EXERCISE BRIEF: Write out the whole of the material exactly.

EXTRACTED MATERIAL:
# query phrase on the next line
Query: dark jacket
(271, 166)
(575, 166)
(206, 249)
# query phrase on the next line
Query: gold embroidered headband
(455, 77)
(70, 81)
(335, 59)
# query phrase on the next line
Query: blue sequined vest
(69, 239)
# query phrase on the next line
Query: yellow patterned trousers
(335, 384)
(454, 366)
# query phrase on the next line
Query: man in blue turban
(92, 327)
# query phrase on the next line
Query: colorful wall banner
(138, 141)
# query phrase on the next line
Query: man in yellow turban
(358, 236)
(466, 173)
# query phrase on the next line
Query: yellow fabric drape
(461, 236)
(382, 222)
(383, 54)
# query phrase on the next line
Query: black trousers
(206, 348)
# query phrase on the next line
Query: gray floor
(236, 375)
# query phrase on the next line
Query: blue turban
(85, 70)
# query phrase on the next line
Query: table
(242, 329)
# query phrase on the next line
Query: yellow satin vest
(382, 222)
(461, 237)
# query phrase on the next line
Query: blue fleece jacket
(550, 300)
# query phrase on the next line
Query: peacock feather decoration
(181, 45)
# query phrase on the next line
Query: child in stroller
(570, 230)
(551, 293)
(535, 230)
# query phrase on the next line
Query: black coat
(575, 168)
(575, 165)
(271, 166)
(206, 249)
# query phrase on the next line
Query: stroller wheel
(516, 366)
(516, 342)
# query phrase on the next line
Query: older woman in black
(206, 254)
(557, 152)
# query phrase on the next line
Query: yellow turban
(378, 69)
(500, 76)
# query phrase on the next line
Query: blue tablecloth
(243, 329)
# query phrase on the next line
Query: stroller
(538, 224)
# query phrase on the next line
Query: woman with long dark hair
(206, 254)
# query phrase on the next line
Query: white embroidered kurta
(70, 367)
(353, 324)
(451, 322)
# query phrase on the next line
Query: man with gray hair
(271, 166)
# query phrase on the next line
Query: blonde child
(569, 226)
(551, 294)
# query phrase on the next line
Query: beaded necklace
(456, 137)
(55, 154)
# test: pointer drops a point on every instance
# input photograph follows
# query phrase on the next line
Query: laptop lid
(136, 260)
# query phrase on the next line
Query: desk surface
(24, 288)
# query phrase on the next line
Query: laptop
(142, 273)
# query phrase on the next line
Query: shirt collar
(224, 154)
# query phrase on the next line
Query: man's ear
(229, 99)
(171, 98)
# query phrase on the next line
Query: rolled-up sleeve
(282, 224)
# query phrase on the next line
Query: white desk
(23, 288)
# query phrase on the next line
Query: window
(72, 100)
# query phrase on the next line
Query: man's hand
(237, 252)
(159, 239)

SOLUTION TO THIS TASK:
# query phrase on the next line
Query: dark jacket
(271, 166)
(575, 166)
(206, 249)
# query phrase on the next line
Query: gold embroidered headband
(455, 77)
(70, 81)
(335, 59)
# query phrase on the next line
Query: blue sequined vest
(69, 239)
# query phrase on the next line
Query: yellow patterned trousers
(335, 384)
(454, 366)
# query phrase on the next line
Query: man in blue turban
(92, 327)
# query phrase on the next line
Query: colorful wall banner
(138, 141)
# query phrase on the next line
Query: man in yellow turban
(358, 236)
(466, 173)
# query phrase on the next line
Query: yellow fabric drape
(461, 236)
(382, 222)
(383, 54)
# query phrase on the next line
Query: black trousers
(206, 348)
# query phrase on the next line
Query: gray floor
(236, 375)
# query phrase on the next line
Query: blue turban
(85, 70)
# query phrase on the next line
Query: table
(242, 329)
# query phrase on the next line
Query: yellow satin vest
(382, 222)
(461, 237)
# query phrase on the next line
Query: blue fleece jacket
(550, 300)
# query phrase on the next line
Query: peacock feather decoration
(181, 45)
# query phrase on the next line
Query: child in stroller
(570, 230)
(551, 293)
(535, 230)
# query phrase on the next line
Query: black coat
(575, 168)
(575, 165)
(271, 166)
(206, 249)
# query phrase on the next line
Query: stroller wheel
(516, 366)
(516, 342)
# query phrase on the next line
Query: older woman in black
(206, 254)
(557, 152)
# query phrase on the next line
Query: yellow turban
(378, 69)
(500, 76)
# query phrase on the next line
Query: blue tablecloth
(243, 329)
# query phrase on the next line
Query: stroller
(538, 224)
# query phrase on the next line
Query: woman with long dark hair
(206, 254)
# query phrase on the next line
Query: white embroidered kurta
(70, 367)
(353, 324)
(451, 322)
# query phrase on the next line
Query: man with gray hair
(271, 166)
# query phrase on the next line
Query: blonde child
(569, 226)
(551, 294)
# query phrase on the next line
Query: beaded necklace
(456, 137)
(55, 154)
# test: pointer drops a point on every instance
# input photograph follows
# query phrase on the next line
Query: laptop lid
(136, 260)
# query phrase on the next line
Query: desk surface
(24, 288)
# query phrase on the next line
Query: laptop
(142, 273)
# query phrase on the next line
Query: shirt collar
(224, 154)
# query phrase on the next line
Query: man's ear
(229, 99)
(171, 98)
# query phrase on the next line
Query: rolled-up sleeve
(282, 224)
# query phrase on the next line
Query: white desk
(23, 288)
# query phrase on the next line
Query: window
(72, 100)
# query phrase on the next line
Query: man's hand
(237, 252)
(159, 239)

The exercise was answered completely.